# Wat te doen
Pak alsjeblieft de tekst over parkeren en verkeer op de High Tech Campus Eindhoven op na de laatste zin en schrijf hem verder.

# Te lezen fragment
┄┄┄┄┄┄┄┄┄┄
Het fietsparkeren is centraal geregeld in de parkeergarages en in kelders van grote gebouwen. Op het zuidelijk deel worden ook speciale fietsenstallingen mogelijk gemaakt. Verder mag fietsparkeren plaatsvinden in de buitenlucht, bij de ingang van elk bedrijfsgebouw.
afbeelding: gebouwd parkeren (bron: Beeldkwaliteitplan High Tech Campus Eindhoven, Juurlink+Geluk, februari 2012)
De uitbreiding van de campus zal extra verkeer aantrekken. In een Mobiliteitstoets DHV, kenmerk LI20092099, 11-06-09 (Bijlage 8) is de capaciteit van de infrastructuur bekeken. De infrastructuur van de High Tech Campus Eindhoven kenmerkt zich door een randweg die een directe ontsluiting op het openbare wegennet kent en een diffuus midden. Dit diffuse midden is voor een groot gedeelte afgesloten voor gemotoriseerd verkeer en kent slechts zeer beperkte parkeergelegenheid. De intensiteiten op dit diffuse midden is dermate laag dat dit niet leidt tot verkeersafwikkelingsproblemen.
┄┄┄┄┄┄┄┄┄┄
# Gegeven data
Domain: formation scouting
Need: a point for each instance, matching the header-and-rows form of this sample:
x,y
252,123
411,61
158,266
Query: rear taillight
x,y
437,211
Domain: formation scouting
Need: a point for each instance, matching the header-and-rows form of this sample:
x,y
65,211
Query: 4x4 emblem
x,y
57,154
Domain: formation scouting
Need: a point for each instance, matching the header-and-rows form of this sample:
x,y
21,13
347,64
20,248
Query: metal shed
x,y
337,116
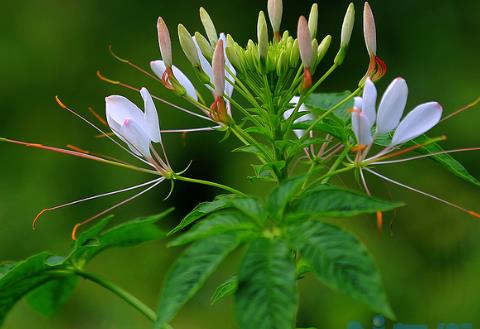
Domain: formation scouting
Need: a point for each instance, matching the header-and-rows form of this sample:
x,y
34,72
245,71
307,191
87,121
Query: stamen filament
x,y
470,212
37,217
78,225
┄┄┄┄┄┄┄┄┄┄
# Uitkomst opdracht
Sinds de realisatie van de wegenstructuur en de fysieke aanleg van de randweg zijn de uitgangspunten enigszins veranderd. Er is indertijd uitgegaan van een totale populatie van 8.000 medewerkers in 2010 groeiende naar maximaal 11.000 in de toekomst. Inmiddels wordt uitgegaan van een maximaal aantal medewerkers van 12.500. Bij de aanleg van de aansluiting van de A2 op de randweg is hier rekening mee gehouden. De randweg is ontworpen en berekend op een maximale intensiteit van 11.000 medewerkers. Om te bezien of de groei naar 12.500 tot problemen leidt, zijn mogelijke kritieke punten in de mobiliteitstoets doorgerekend.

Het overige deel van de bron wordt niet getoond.